• Work to be completed
Count the lines in the material below that contain the word "helmet", and reply with that number alone.

• The records
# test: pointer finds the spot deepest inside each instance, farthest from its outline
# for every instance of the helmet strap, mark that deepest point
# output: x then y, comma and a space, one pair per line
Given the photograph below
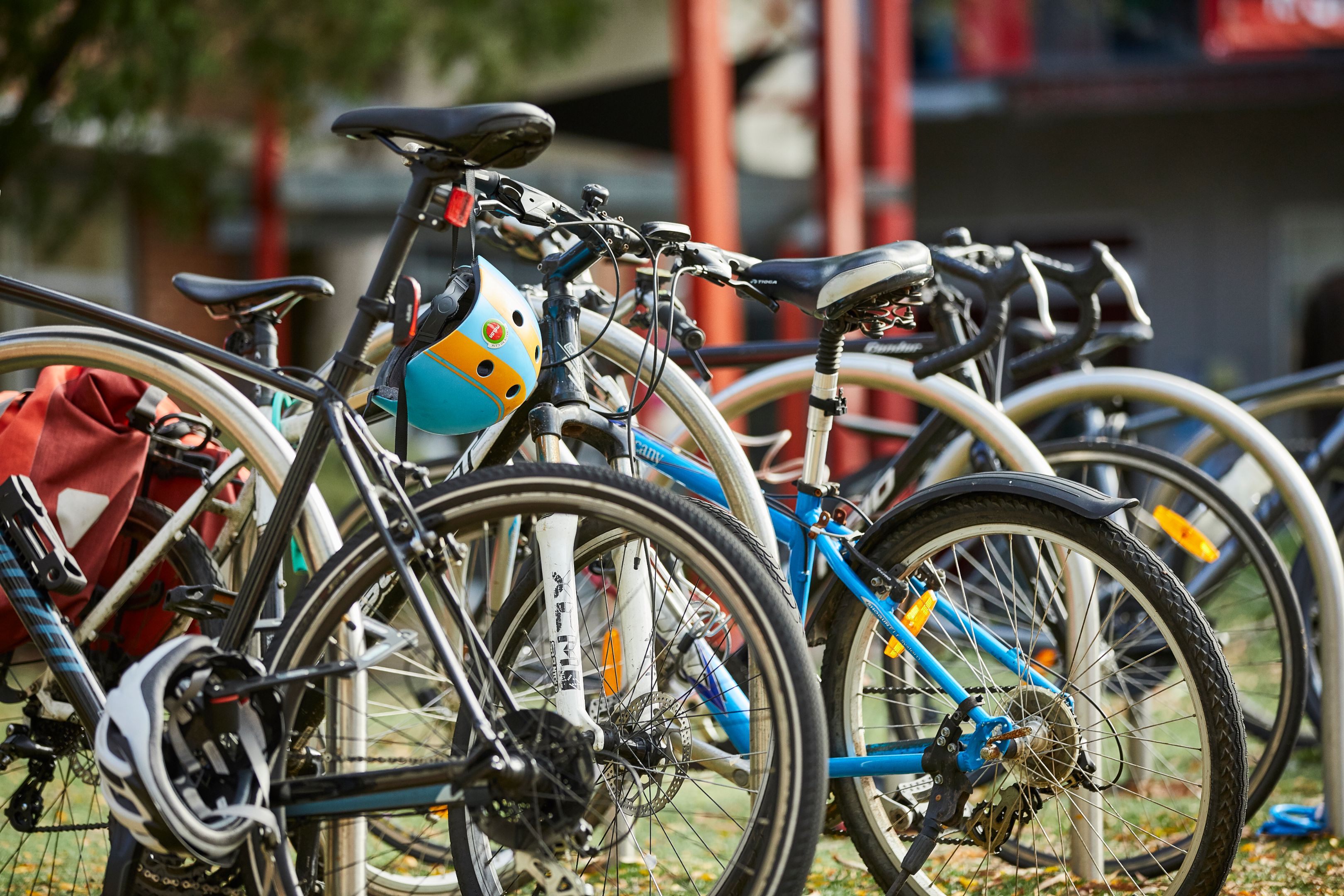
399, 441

...

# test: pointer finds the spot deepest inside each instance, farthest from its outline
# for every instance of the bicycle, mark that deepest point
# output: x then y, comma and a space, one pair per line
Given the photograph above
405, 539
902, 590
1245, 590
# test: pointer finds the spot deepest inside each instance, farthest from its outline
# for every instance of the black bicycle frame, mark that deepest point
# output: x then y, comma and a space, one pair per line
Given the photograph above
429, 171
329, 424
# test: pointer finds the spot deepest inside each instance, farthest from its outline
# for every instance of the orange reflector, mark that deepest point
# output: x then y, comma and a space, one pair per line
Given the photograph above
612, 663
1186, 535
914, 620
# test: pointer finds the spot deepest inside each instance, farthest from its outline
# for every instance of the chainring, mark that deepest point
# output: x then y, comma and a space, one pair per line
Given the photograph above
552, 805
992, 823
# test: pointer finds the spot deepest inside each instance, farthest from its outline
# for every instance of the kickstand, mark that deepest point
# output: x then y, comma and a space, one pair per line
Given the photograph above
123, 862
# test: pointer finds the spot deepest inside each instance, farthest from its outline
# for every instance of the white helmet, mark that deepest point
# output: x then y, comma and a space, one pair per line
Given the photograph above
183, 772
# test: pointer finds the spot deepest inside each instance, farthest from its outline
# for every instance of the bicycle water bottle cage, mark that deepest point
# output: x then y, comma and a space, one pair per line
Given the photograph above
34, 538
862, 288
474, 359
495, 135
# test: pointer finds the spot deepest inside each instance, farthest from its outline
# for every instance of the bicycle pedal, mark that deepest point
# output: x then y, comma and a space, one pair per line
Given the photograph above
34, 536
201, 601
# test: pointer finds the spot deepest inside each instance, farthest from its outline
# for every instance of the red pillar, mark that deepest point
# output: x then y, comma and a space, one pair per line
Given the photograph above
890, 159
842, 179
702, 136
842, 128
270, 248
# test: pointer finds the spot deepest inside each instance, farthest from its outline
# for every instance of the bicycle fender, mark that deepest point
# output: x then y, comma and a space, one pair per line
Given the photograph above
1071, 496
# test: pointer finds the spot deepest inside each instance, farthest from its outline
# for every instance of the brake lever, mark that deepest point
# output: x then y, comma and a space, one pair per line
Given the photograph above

* * *

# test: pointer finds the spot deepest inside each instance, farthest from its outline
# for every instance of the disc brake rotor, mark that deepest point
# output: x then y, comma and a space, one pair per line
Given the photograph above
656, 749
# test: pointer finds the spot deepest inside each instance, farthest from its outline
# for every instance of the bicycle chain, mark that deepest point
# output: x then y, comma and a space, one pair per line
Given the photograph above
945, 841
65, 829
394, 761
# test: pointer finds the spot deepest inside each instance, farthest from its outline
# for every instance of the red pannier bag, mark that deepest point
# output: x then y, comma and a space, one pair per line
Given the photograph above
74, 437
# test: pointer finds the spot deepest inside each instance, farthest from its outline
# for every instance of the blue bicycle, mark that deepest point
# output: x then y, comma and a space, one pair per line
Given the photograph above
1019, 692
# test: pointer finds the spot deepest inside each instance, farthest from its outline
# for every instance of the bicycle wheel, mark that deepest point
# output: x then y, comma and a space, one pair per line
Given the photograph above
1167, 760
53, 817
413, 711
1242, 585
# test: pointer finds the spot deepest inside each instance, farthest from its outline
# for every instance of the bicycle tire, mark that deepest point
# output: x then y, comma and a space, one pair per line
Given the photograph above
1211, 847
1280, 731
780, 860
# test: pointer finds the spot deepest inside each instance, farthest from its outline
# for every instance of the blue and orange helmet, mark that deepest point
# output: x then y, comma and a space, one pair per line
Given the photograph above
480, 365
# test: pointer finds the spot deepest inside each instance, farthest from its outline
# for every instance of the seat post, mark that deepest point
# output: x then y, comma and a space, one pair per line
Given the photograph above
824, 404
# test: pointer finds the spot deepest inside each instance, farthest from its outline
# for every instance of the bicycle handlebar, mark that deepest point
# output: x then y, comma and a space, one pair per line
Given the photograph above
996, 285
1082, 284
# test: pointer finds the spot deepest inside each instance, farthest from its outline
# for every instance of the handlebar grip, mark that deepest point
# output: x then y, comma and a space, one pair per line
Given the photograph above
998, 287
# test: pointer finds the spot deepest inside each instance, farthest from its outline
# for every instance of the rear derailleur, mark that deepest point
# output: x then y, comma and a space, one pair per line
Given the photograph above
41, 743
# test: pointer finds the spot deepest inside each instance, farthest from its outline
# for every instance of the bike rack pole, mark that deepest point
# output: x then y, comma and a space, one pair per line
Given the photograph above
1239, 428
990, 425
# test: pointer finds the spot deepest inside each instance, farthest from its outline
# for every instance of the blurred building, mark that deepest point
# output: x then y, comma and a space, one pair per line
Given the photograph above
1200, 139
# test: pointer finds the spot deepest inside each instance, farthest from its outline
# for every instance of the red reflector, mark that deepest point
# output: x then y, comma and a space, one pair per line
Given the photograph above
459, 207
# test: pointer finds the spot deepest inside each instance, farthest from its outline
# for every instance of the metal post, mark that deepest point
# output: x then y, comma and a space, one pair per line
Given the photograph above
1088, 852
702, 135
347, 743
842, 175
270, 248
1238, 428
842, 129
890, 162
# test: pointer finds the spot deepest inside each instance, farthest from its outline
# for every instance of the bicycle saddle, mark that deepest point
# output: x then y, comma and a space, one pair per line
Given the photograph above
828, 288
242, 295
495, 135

• Correct output
3